-- Begin --

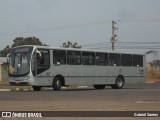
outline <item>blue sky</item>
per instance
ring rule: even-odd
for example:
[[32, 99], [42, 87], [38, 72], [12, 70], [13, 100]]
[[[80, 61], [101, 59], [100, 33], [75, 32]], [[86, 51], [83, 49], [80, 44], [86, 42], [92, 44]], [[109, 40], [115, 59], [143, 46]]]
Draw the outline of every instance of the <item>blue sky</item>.
[[160, 41], [159, 6], [160, 0], [0, 0], [0, 49], [29, 36], [53, 47], [110, 42], [112, 20], [118, 41]]

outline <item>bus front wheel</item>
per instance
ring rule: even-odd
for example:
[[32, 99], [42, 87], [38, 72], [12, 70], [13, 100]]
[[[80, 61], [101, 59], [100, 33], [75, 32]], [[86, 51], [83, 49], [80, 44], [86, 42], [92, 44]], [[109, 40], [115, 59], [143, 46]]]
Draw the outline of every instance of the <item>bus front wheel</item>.
[[34, 91], [40, 91], [41, 90], [41, 86], [32, 86]]
[[105, 85], [93, 85], [95, 89], [104, 89]]
[[119, 76], [119, 77], [117, 77], [115, 84], [114, 84], [114, 85], [111, 85], [111, 87], [112, 87], [113, 89], [122, 89], [123, 86], [124, 86], [124, 83], [125, 83], [125, 82], [124, 82], [124, 78], [121, 77], [121, 76]]
[[59, 77], [56, 77], [54, 80], [53, 80], [53, 90], [55, 91], [59, 91], [61, 90], [61, 87], [62, 87], [62, 81]]

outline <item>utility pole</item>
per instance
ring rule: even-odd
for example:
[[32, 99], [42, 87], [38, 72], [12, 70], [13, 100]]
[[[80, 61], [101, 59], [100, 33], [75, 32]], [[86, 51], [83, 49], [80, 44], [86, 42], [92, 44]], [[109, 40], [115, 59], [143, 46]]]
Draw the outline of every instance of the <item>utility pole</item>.
[[116, 29], [115, 24], [116, 22], [112, 21], [112, 37], [111, 37], [112, 51], [114, 51], [114, 44], [115, 44], [116, 37], [117, 37], [117, 35], [115, 34], [115, 29]]

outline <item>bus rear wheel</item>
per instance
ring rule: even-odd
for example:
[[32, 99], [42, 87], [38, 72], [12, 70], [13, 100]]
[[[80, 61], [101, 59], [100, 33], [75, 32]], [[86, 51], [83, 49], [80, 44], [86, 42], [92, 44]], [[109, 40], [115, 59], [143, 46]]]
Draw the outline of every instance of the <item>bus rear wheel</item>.
[[121, 76], [119, 76], [119, 77], [117, 77], [117, 79], [116, 79], [116, 83], [114, 84], [114, 85], [111, 85], [111, 87], [113, 88], [113, 89], [122, 89], [123, 88], [123, 86], [124, 86], [124, 79], [123, 79], [123, 77], [121, 77]]
[[52, 86], [53, 86], [53, 90], [55, 90], [55, 91], [61, 90], [61, 87], [62, 87], [62, 81], [61, 81], [61, 79], [59, 77], [56, 77], [53, 80]]
[[93, 85], [95, 89], [104, 89], [105, 85]]
[[34, 91], [40, 91], [41, 90], [41, 86], [32, 86]]

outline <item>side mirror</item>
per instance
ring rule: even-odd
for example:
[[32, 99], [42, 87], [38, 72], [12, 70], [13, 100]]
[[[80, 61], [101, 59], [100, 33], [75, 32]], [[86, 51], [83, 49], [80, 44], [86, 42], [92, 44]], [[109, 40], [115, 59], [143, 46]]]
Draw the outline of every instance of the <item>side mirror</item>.
[[39, 57], [42, 57], [42, 54], [40, 51], [37, 50], [36, 53], [39, 55]]
[[10, 54], [7, 54], [7, 63], [9, 63]]

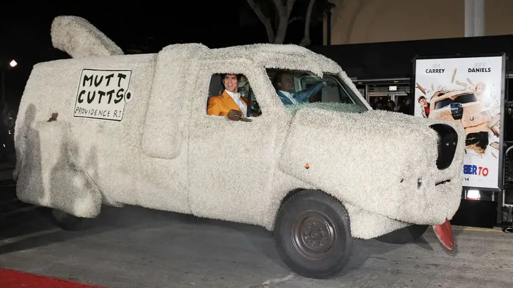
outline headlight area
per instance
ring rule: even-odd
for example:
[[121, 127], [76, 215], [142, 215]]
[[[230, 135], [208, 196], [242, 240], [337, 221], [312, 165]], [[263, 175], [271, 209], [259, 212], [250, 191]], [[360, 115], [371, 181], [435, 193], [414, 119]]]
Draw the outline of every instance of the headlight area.
[[437, 124], [429, 128], [437, 132], [438, 135], [438, 157], [437, 168], [443, 170], [449, 168], [456, 153], [458, 146], [458, 133], [454, 128], [447, 124]]

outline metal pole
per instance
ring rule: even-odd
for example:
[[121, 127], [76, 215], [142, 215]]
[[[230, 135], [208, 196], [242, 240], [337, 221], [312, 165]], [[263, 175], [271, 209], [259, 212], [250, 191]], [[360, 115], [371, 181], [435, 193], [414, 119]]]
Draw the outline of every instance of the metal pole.
[[2, 109], [5, 107], [5, 81], [4, 80], [4, 71], [2, 71]]

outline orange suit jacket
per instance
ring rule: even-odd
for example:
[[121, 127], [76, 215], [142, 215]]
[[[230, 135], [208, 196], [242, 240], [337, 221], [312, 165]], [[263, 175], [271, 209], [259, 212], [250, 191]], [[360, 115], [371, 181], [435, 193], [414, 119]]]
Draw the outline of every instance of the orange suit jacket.
[[[241, 99], [246, 105], [248, 105], [247, 97], [241, 97]], [[221, 95], [213, 96], [209, 98], [207, 114], [216, 116], [226, 116], [228, 115], [228, 112], [232, 109], [241, 111], [233, 98], [225, 90]], [[241, 112], [243, 115], [246, 115], [246, 111]]]

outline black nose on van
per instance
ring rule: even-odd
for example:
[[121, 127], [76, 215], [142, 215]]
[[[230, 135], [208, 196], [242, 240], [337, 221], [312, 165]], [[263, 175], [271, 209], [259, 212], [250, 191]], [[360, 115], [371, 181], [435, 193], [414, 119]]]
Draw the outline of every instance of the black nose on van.
[[438, 134], [437, 167], [441, 170], [445, 169], [450, 166], [454, 159], [458, 145], [458, 134], [454, 128], [447, 124], [433, 124], [429, 127]]
[[459, 120], [463, 116], [463, 106], [461, 103], [451, 103], [450, 109], [452, 119]]

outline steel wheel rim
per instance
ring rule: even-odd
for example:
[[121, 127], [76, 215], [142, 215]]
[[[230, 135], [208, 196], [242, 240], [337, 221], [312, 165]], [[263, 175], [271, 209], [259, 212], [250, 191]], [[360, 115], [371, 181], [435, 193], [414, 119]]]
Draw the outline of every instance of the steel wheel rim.
[[290, 238], [294, 248], [303, 257], [319, 261], [327, 257], [333, 249], [337, 242], [337, 230], [327, 215], [308, 210], [294, 220]]

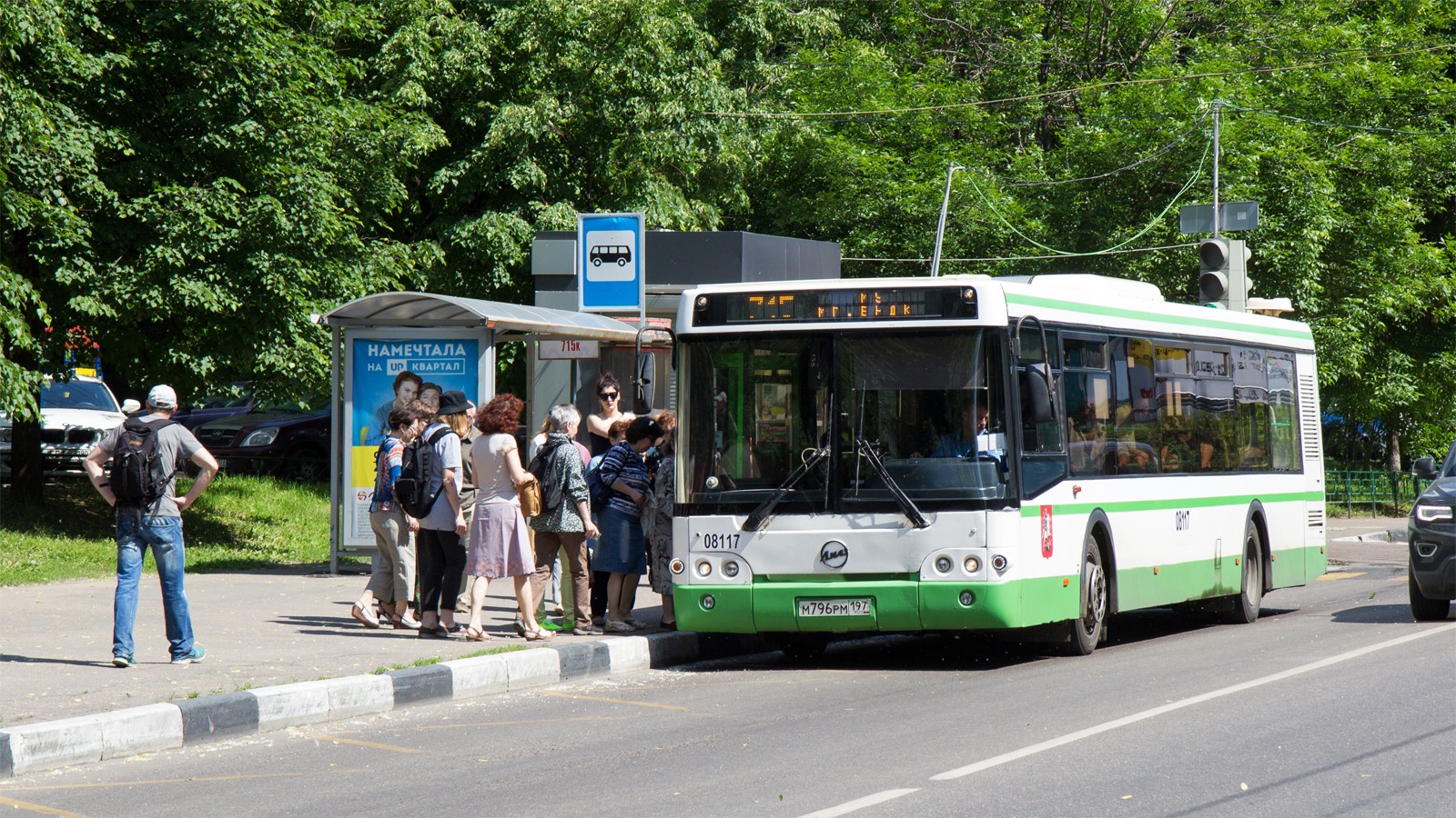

-- End --

From the data above, pull out every line that contains the string "area". Matches are case-sensitive.

outline headlight area
Draw the outline of every instance of the headlight area.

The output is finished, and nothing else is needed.